# Brown Patch?



## DSchlauch (Jun 25, 2018)

Something is going terribly wrong in my front lawn and I could use some help. I'm thinking it may be Brown Patch or some other type of fungus.

This was my front lawn on June 3



Since then the lawn has been browning up. I initially thought due to lack of rain that it was heat stress, so I watered with no response. I treated for Grubs with Bayer Advanced Complete Insect Killer for Soil and Turf, but again, there has been no positive response since then. Following some much needed rain this week, the lawn was full of small mushrooms early in the morning which makes me think fungus of some sort. Any help in what I should treat it with is greatly appreciated. I have stopped watering completely to try and let it dry out as much as possible. The following pictures were taken the morning of June 23. Thanks for your help!


----------



## DSchlauch (Jun 25, 2018)

:roll: Nobody?


----------



## Spammage (Apr 30, 2017)

First, welcome to TLF. That definitely appears to be a fungal issue. I would treat with a broad spectrum fungicide and hope for hotter and dryer weather.


----------



## DSchlauch (Jun 25, 2018)

Okay, thank you.


----------



## Movingshrub (Jun 12, 2017)

DSchlauch said:


> Okay, thank you.


What's your irrigation schedule?


----------



## pennstater2005 (Jul 17, 2017)

Have you had a lot of that spider webby stuff. If it's mycelium that can harden over the grass and then water has difficulty penetrating. Although, I'm not sure if mycelium is very common on your type of grass.


----------



## DSchlauch (Jun 25, 2018)

Movingshrub said:


> DSchlauch said:
> 
> 
> > Okay, thank you.
> ...


Initially, very little due to decent rainfall. Since May it has been very dry until this week. I watered about 1" per week for 2 weeks prior to the issues, some of which was done in the late afternoon/evening. I'm guessing that is where I messed up!


----------



## DSchlauch (Jun 25, 2018)

*Record set:*
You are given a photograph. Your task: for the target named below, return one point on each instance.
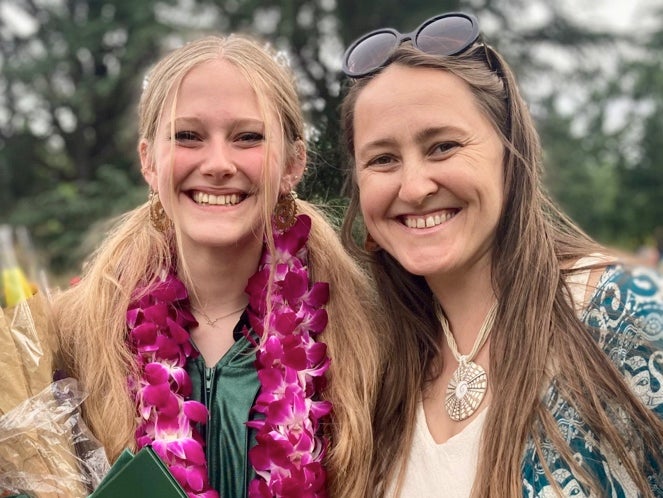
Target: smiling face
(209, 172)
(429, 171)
--
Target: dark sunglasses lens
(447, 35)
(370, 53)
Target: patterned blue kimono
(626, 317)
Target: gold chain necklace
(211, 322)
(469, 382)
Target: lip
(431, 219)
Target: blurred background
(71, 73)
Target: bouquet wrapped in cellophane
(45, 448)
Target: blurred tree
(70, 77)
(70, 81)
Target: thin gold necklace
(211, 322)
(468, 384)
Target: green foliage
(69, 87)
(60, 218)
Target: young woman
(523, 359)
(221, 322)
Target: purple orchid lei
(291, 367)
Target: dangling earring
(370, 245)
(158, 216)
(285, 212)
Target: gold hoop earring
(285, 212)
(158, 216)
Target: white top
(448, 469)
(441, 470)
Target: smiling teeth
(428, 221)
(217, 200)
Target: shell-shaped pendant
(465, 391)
---
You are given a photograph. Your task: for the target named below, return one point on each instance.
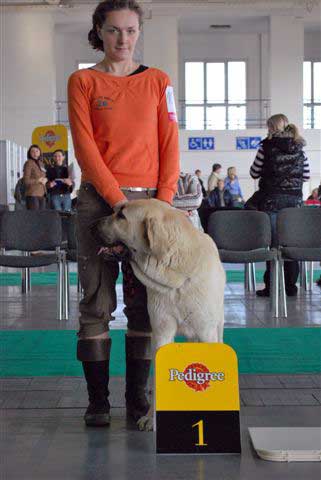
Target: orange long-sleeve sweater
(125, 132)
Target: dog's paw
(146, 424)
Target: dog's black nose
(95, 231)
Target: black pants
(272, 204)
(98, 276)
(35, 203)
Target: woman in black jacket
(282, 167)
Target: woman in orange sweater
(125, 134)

*Tasks and exercises:*
A - From the brown patch thread, extract everything from "# Brown Patch?" down to "type of fungus." word for word.
B - Translate this sentence from the brown patch thread into Spanish: "I would treat with a broad spectrum fungicide and hope for hotter and dryer weather."

*Full answers:*
A -
# Brown Patch?



## DSchlauch (Jun 25, 2018)

Something is going terribly wrong in my front lawn and I could use some help. I'm thinking it may be Brown Patch or some other type of fungus.

B - Yo aplicaría un fungicida de amplio espectro y esperaría un clima más caluroso y seco.